[TEXT SHOWN]
The ceramics area emphasizes a relationship between the field of ceramics and contemporary approaches to art making, theory, and criticism. The area offers a diverse approach to materials and processes, emphasizing work that is both technically proficient and conceptually diverse. Through advanced study, students will gain an understanding of the technical concerns involved in ceramic production such as clay and glaze calculation and mold making, while simultaneously developing the critical and historical skills necessary to apply those processes to finished works. The ceramics studio offers a wide assortment of equipment including a fully stocked supply of raw materials for clay and glaze mixing, digital scales and test kilns, electric wheels, extruders, slab rollers, an industrial spray booth, slip casting equipment, and a variety of both updraft gas and computer-controlled electric kilns. Graduate students receive private studio space, and are strongly encouraged to experiment and collaborate with other areas of the art department and university. Graduate-level research includes extensive one-on-one interaction with faculty from all areas of the department, with additional feedback provided through group critiques by faculty, fellow students, guest critics, and visiting artists.


Courses in glass stress proficiency in the basic manipulative processes inherent in the glass medium and encourage students to expand traditional boundaries to use old technologies along with new lighting technologies. The glass area has been one of the first tenants in the department's loft building. Facilities are available to accomplish most hot and cold working methods. Students, faculty, and lecturers often exhibit their work in public settings beyond the traditional gallery setting. The graduate studios are in the Art Lofts building, creating a lively environment for making and studying artwork.

[TASKS AND EXERCISES]
[a] Using the text on ceramics and glass, decide whether each statement agrees with it: (i) graduate students in ceramics get private studio space; (ii) the ceramics studio has only electric kilns; (iii) the graduate studios are in the Art Lofts building. Answer yes or no for each, and quote the words from the text that decide it.
[b] Return the stretch of the text on ceramics and glass from "Courses in glass" through "and studying artwork.".
[c] Turn the paragraph of the text on ceramics and glass that begins "Courses in glass stress" into a short list that keeps its main facts.

[DATASET EXCERPTS]

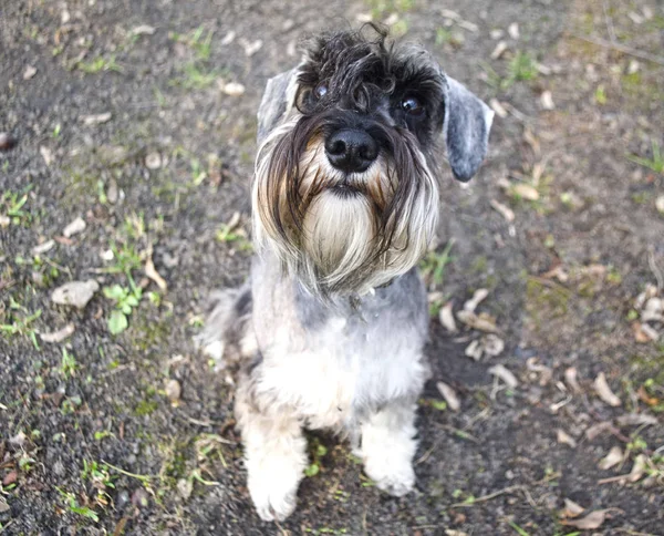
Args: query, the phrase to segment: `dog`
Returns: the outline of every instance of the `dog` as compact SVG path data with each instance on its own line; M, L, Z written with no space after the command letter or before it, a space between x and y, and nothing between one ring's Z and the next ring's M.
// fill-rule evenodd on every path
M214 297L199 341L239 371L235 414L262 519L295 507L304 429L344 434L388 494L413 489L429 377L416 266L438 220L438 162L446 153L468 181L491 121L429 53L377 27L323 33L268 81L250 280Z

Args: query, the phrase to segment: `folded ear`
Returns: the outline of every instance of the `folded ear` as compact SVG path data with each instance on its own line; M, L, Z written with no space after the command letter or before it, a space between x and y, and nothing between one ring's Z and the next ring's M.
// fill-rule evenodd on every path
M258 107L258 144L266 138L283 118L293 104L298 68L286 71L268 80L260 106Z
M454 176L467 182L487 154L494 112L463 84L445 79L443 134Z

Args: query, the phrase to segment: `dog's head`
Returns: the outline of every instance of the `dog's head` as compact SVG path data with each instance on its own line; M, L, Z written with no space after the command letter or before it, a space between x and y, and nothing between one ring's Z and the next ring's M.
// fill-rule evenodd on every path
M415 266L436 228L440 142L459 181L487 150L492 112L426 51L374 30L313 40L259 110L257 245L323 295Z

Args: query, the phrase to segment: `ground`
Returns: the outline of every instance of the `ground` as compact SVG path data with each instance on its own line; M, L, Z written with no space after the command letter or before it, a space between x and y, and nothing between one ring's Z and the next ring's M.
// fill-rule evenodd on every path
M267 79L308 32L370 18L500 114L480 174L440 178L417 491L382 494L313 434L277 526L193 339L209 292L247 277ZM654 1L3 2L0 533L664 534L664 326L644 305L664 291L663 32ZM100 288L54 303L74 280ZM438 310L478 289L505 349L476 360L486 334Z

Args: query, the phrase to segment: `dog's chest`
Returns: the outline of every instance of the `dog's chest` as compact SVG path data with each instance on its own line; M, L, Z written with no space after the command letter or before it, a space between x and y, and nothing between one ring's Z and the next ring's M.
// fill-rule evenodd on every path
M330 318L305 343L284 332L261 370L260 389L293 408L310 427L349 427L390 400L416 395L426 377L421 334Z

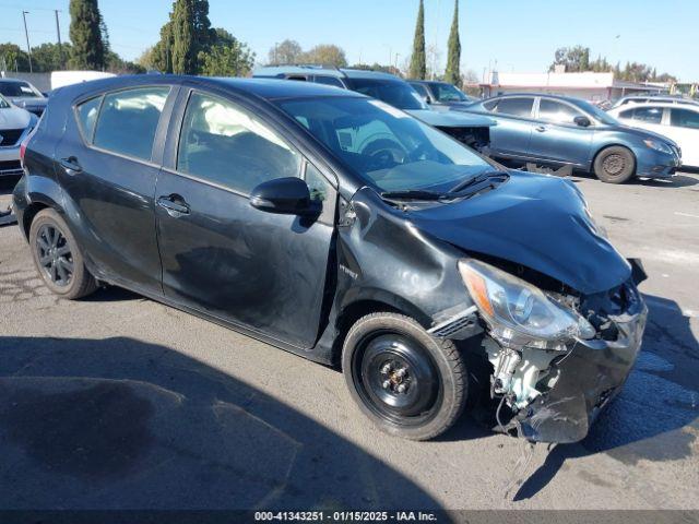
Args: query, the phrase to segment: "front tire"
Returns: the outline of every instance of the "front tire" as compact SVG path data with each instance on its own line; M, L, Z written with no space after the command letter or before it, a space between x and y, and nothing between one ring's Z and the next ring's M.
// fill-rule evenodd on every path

[PER-TASK ANSWERS]
[a]
(i) Yes: "Graduate students receive private studio space"
(ii) No: "a variety of both updraft gas and computer-controlled electric kilns"
(iii) Yes: "The graduate studios are in the Art Lofts building"

[b]
Courses in glass stress proficiency in the basic manipulative processes inherent in the glass medium and encourage students to expand traditional boundaries to use old technologies along with new lighting technologies. The glass area has been one of the first tenants in the department's loft building. Facilities are available to accomplish most hot and cold working methods. Students, faculty, and lecturers often exhibit their work in public settings beyond the traditional gallery setting. The graduate studios are in the Art Lofts building, creating a lively environment for making and studying artwork.

[c]
- Glass courses stress proficiency in the basic manipulative processes of the medium.
- Students are encouraged to expand traditional boundaries, using old technologies along with new lighting technologies.
- The glass area was one of the first tenants in the department's loft building.
- Facilities support most hot and cold working methods.
- Students, faculty, and lecturers often exhibit work in public settings beyond the traditional gallery.
- Graduate studios are in the Art Lofts building, a lively environment for making and studying artwork.